§ **Task set**
1 > What name does the message about SPARQL graph queries give to the proposed relation between a triple pattern and the IRIs of the named graphs it is asserted in?
2 > Pick up the message about SPARQL graph queries after its final line and keep writing it.

§ **Excerpted text**
>>>

- From: Chimezie Ogbuji <ogbujic@bio.ri.ccf.org>
- Date: Sat, 3 Mar 2007 23:17:09 -0500 (EST)
- To: public-rdf-dawg-comments@w3.org
DAWG WG. I've been wrestling with a very common RDF query pattern for RDF
datasets (as defined formally by SPARQL) where the query is ".. using a
variable to range over the IRIs naming graphs." The example in 9.3.1
Accessing Graph Names is such a scenario:
PREFIX foaf: <http://xmlns.com/foaf/0.1/>
SELECT ?src ?bobNick
WHERE
{
GRAPH ?src
{ ?x foaf:mbox <mailto:bob@work.example> .
?x foaf:nick ?bobNick
}
}
A procedural evaluation requires an explicit iteration over the IRIs of
all the named graphs in the dataset. The evaluation semantics outlined in
[SPARQL ALGEBRA] for the GRAPH operator suggests this approach as does
[SEMANTICS OF SPARQL]
Alternatively, if the underlying RDF triple store required the explicit
use of on or more RDF graph IRIs when resolving patterns (there are many
that do), this would (at the very least) require that the list of all IRIs
in a dataset be cached or handy for such scenarios. This 'function' is
defined as name(D) in [SEMANTICS OF SPARQL] and doesn't scale well as the
number of named graphs increases.
Consider a declarative approach instead. This would require some
(semi?)formal 'built-in' [CWM-VOCAB] relation between a triple pattern and
the set of IRIs of the named graph(s) it is asserted in within the
dataset: nGraph:assertedIn. It also can be considered the inverse of
log:includes [CWM-VOCAB] and 'somewhat' (niavely?) similar to the
epistemic operator K [CLOSED WORLD REASONING].
For RDF triple stores which support this function (in their APIs) a
declarative evaluation can resolve the original example query by
evaluating the BGPs only once across the dataset, returning valid
substitutions for the GRAPH variable in addition to the solutions for
other variables in the patterns.
So the Graph(..) evaluation semantics [SPARQL ALGEBRA] could be rewritten
as:
eval(D(G), Graph(var,P)) = eval(D(G),DECL_GRAPH_BINDINGS(var,P))

<<<

§ **Entries shown**
>>>

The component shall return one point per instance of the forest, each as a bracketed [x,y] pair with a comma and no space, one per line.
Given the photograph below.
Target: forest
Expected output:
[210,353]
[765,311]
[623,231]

<<<

§ **Answers for the tasks**
1 > nGraph:assertedIn

2 >
where
DECL_GRAPH_BINDINGS replaces every BGP operator with one which includes
substitutions for var that satisfy nGraph:assertedIn for all the triples
patterns within.
RDF datasets targeted by queries which produce bindings for graph
names which are later used to restrict subsequent graph graph patterns are
excellent candidates [1] for optimizing the evaluation of GRAPH patterns
and the Graph(..) operator
The query example from 9.3.3 Restricting Possible Graph IRIs [SPARQL] is an example:
PREFIX data: <http://example.org/foaf/>
PREFIX foaf: <http://xmlns.com/foaf/0.1/>
PREFIX rdfs: <http://www.w3.org/2000/01/rdf-schema#>
SELECT ?mbox ?nick ?ppd
WHERE
{
GRAPH data:aliceFoaf
{
?alice foaf:mbox <mailto:alice@work.example> ;
foaf:knows ?whom .
?whom foaf:mbox ?mbox ;
rdfs:seeAlso ?ppd .
?ppd a foaf:PersonalProfileDocument .
} .
GRAPH ?ppd
{
?w foaf:mbox ?mbox ;
foaf:nick ?nick
}
}
Any well linked, semantic web of named RDF graphs (a FOAF network) is also a candidate. This query optimization opportunity scales well with
the size of such datasets. Any guidance on semantics for evaluating GRAPH
operators declaratively (for RDF triples stores which want to support this
'natively') would be much appreciated.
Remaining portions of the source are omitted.